Work required: Update the items from the line containing "Could you please indicate the white trim" through the last item, replacing "JSON object" with "JSON record" and leaving everything else as it is.

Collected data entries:
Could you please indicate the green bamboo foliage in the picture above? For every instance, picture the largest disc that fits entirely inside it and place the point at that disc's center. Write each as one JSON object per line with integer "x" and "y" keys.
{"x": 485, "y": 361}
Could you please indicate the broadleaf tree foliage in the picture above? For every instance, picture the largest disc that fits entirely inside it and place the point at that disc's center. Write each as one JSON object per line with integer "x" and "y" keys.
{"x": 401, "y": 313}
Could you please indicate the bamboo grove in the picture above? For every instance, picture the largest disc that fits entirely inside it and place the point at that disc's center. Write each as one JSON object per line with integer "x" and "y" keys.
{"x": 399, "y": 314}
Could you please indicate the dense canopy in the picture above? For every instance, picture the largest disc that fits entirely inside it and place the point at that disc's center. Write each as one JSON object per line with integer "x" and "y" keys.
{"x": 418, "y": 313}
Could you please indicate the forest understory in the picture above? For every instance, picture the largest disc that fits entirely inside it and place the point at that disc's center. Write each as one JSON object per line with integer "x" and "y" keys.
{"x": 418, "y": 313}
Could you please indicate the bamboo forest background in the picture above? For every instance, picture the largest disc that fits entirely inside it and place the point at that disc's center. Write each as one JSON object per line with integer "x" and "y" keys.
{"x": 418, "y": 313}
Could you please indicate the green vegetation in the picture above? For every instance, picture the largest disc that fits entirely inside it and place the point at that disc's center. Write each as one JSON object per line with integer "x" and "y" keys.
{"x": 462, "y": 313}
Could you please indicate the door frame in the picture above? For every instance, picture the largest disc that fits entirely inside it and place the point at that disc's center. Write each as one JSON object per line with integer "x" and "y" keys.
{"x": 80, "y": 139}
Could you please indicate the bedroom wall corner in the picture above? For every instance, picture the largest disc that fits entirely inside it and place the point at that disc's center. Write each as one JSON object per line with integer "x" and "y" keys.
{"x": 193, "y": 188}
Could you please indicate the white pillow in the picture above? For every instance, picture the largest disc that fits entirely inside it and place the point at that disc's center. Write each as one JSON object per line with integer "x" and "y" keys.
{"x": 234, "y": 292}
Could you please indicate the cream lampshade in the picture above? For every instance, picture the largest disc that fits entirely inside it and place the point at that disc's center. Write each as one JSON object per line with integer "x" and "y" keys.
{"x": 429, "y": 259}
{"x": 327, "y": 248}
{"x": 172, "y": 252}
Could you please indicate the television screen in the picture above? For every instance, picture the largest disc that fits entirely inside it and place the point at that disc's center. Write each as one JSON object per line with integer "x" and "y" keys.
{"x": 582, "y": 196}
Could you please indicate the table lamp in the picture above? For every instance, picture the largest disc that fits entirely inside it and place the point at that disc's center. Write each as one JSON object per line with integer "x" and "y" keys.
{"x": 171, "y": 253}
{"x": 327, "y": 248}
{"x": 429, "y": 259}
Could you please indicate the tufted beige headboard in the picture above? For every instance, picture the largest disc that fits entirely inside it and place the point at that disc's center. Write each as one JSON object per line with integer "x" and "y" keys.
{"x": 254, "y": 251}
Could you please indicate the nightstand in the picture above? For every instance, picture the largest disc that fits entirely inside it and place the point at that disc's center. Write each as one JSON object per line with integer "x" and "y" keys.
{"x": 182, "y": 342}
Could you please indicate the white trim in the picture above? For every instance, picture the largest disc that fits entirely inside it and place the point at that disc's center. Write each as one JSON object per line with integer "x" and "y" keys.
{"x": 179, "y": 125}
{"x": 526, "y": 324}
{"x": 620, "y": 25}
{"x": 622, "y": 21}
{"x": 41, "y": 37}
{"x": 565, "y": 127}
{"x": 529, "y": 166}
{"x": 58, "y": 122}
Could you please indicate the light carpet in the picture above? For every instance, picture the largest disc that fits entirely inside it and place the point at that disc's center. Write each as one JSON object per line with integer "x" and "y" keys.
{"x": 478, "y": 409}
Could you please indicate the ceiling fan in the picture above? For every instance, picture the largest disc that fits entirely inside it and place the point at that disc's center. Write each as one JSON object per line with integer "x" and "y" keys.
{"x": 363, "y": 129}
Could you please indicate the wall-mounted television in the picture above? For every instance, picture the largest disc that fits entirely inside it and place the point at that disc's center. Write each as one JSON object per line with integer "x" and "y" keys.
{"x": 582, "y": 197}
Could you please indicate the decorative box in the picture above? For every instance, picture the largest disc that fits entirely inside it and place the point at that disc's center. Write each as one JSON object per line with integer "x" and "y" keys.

Solution:
Could you please indicate the white trim in the picture above? For every instance, picture the largest disc that fits entirely inside it and place the point at that disc's center. Write each as one JSON record per line with integer "x" and "y" keys.
{"x": 179, "y": 125}
{"x": 526, "y": 324}
{"x": 620, "y": 25}
{"x": 622, "y": 21}
{"x": 41, "y": 37}
{"x": 565, "y": 127}
{"x": 529, "y": 166}
{"x": 58, "y": 122}
Could you please indicate the light carpet in the picture above? For every instance, picture the largest disc that fits entirely inside it and place the point at that disc's center. Write each as one JSON record per line with integer "x" and "y" keys.
{"x": 478, "y": 409}
Could you please indicate the ceiling fan in the picture above? For every instance, picture the largest disc that fits entirely inside it and place the point at that disc's center. Write each as one JSON record per line with integer "x" and "y" keys.
{"x": 363, "y": 129}
Could you please indicate the wall-mounted television in the picture above? For every instance, picture the largest disc that fits entirely inside it and place the point at that disc's center. Write each as one JSON record per line with integer "x" and "y" keys.
{"x": 582, "y": 197}
Could you please indicate the decorative box in the picture above? For every instance, picture the largest disc that fits entirely inside it and place the point at that disc's center. Write each as one JSON record per line with integer "x" and "y" keys.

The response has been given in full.